> [PASSAGE]
*** Block opens ***

We got locked out of our house today. No problem for Bill Vickers
- how about taking off a basment window and going in that way? He
did with his wife telling him a stretcher could not go through the window.
Needless to say we got in with Mary to the rescue!
John, your mother
just waited to have something exciting to tell. How many elderly
couples do you know, climb in basement windows, to jazz up their day? Love
Patty.
Regarding the
"P" log stamp, I believe my father found one of them and gave it to Aunt
Sue in the early or mid '70s. Aunt Sue was very grateful and sent
Dad a picture of grandfather(?) and his crew in a boat coming down the
river. The picture is in Mom & Dad's Living Room.
The following copied from the book "OLD NORTH ESK on the Miramichi" by W. D. Hamilton, 1979.

*** Block closes ***

> [MATERIAL PROVIDED]
*** Block opens ***

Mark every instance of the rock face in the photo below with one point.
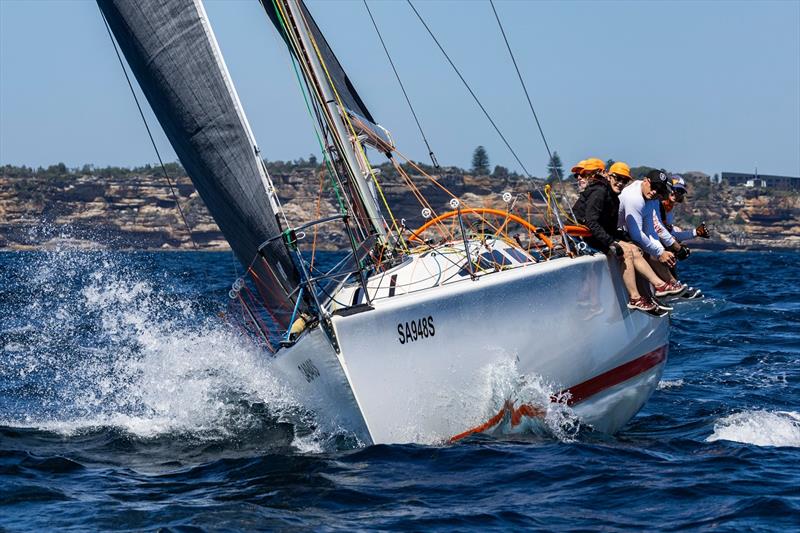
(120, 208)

*** Block closes ***
*** Block opens ***

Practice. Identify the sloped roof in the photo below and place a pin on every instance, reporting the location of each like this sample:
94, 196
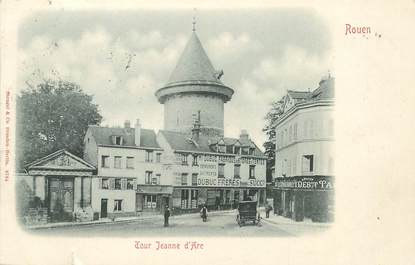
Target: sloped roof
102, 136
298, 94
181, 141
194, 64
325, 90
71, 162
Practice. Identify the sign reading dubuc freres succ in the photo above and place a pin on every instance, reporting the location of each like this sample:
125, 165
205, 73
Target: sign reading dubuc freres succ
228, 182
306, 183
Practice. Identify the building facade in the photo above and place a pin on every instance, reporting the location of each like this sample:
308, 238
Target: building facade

*** Block closes ***

> [YOUR GOAL] Copy out the entire family news passage above, word for word.

> [ANSWER FOR THE TASK]
We got locked out of our house today. No problem for Bill Vickers
- how about taking off a basment window and going in that way? He
did with his wife telling him a stretcher could not go through the window.
Needless to say we got in with Mary to the rescue!
John, your mother
just waited to have something exciting to tell. How many elderly
couples do you know, climb in basement windows, to jazz up their day? Love
Patty.
Regarding the
"P" log stamp, I believe my father found one of them and gave it to Aunt
Sue in the early or mid '70s. Aunt Sue was very grateful and sent
Dad a picture of grandfather(?) and his crew in a boat coming down the
river. The picture is in Mom & Dad's Living Room.
The following copied from the book "OLD NORTH ESK on the Miramichi" by W. D. Hamilton, 1979.